* _Brief_: In the entries below, count every line with the word "white". Return only the count.

* _Free-text object descriptions_:
<<<<

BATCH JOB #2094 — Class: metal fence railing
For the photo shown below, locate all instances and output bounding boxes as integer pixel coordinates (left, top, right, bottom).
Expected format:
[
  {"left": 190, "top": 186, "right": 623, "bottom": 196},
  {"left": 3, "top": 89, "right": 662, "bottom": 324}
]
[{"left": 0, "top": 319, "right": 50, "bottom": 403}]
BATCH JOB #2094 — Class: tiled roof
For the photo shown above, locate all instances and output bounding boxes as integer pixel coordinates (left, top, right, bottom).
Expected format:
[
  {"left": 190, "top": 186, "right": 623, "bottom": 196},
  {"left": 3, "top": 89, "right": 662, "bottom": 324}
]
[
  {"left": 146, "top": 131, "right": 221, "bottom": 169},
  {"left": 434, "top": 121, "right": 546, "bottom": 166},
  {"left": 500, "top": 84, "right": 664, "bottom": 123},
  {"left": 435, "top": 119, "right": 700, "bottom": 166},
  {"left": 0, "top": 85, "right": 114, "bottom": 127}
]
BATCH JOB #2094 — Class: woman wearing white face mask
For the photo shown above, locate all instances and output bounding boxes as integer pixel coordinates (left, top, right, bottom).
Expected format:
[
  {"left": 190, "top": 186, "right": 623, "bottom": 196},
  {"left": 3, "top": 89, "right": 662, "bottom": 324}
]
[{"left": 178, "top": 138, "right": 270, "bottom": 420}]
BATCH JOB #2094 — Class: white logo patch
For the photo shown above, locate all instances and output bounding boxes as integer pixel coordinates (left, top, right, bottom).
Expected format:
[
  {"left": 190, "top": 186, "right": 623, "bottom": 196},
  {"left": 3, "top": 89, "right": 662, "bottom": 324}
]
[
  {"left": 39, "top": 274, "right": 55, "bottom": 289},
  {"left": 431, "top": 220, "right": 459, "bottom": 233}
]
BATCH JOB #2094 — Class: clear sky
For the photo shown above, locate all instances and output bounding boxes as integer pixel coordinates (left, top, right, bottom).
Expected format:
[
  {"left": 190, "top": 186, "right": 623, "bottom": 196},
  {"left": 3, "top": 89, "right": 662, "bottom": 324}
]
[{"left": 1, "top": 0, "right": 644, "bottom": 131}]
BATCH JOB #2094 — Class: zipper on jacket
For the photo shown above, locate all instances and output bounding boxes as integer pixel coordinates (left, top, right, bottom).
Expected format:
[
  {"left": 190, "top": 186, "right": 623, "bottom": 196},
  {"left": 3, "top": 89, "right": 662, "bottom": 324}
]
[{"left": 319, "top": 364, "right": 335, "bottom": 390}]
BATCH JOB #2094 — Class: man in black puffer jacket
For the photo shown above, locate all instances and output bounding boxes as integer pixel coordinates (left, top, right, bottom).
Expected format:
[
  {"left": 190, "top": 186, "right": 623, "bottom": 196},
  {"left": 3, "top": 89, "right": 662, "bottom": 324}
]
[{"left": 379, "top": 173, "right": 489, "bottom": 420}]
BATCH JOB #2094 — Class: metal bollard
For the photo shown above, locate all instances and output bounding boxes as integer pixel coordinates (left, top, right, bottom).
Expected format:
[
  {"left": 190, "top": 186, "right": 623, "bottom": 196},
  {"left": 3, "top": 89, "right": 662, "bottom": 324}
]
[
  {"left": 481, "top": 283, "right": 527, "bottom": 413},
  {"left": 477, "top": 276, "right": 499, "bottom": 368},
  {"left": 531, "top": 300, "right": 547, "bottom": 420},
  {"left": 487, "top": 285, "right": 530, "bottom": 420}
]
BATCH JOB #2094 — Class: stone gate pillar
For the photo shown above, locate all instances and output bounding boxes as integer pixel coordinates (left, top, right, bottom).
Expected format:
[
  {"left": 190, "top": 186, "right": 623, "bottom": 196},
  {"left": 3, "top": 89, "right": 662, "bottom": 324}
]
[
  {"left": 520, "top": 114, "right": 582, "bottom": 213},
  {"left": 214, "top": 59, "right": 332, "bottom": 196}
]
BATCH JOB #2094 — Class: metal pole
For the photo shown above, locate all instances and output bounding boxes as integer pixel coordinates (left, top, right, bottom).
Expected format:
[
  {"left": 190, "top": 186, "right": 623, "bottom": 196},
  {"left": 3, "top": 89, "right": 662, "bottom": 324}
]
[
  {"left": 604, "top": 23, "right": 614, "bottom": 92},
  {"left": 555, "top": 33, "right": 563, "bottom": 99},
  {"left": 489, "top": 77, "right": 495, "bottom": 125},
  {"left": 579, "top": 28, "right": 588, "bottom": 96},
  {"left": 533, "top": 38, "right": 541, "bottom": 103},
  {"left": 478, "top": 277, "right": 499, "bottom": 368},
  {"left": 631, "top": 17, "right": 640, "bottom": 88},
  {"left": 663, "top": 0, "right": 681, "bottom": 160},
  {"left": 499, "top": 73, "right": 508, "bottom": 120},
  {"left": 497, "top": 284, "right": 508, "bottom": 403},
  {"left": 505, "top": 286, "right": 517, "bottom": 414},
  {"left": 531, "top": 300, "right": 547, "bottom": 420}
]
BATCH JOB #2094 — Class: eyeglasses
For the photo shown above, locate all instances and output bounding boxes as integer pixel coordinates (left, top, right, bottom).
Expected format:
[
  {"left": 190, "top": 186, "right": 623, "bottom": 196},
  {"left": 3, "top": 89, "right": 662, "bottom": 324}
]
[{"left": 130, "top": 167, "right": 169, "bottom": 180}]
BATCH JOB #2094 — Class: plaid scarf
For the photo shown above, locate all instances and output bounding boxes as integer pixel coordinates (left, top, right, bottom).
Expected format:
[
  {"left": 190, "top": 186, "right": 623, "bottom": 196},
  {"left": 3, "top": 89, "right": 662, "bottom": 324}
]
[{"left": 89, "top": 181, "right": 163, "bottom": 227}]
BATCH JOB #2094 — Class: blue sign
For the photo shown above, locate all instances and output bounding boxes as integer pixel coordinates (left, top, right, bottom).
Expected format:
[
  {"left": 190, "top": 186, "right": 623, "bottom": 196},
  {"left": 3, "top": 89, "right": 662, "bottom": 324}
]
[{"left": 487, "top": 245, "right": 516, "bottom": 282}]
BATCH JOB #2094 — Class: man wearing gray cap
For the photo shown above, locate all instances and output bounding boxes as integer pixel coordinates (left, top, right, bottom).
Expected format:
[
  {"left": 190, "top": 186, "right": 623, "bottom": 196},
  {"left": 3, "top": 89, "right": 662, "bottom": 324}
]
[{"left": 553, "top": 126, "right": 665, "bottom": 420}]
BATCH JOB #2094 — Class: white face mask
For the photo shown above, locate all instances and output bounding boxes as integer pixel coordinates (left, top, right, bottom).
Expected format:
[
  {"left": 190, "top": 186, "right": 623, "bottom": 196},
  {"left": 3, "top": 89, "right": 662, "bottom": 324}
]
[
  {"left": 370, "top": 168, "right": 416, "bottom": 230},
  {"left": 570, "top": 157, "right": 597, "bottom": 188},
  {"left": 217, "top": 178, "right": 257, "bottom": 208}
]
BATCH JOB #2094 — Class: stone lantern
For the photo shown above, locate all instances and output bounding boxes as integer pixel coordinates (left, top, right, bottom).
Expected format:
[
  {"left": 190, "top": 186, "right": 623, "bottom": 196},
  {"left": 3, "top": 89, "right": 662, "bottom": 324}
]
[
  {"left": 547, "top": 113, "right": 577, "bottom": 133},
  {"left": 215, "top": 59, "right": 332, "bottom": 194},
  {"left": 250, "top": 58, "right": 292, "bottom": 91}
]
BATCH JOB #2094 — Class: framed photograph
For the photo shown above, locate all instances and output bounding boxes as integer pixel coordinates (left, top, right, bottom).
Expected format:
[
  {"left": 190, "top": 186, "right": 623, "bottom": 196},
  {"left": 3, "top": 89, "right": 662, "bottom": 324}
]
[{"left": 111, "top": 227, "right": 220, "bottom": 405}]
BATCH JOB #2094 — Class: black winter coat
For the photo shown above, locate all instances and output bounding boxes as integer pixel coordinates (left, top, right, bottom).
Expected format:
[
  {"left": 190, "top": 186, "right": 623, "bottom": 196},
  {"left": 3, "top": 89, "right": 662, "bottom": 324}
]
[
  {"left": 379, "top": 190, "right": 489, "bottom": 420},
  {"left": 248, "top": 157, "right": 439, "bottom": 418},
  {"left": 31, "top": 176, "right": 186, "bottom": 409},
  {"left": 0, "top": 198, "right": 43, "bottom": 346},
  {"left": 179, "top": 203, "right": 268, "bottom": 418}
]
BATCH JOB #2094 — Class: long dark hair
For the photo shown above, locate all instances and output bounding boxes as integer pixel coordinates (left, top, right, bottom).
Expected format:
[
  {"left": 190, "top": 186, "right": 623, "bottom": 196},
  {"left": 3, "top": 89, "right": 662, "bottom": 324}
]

>>>>

* _Solution for this task_: 3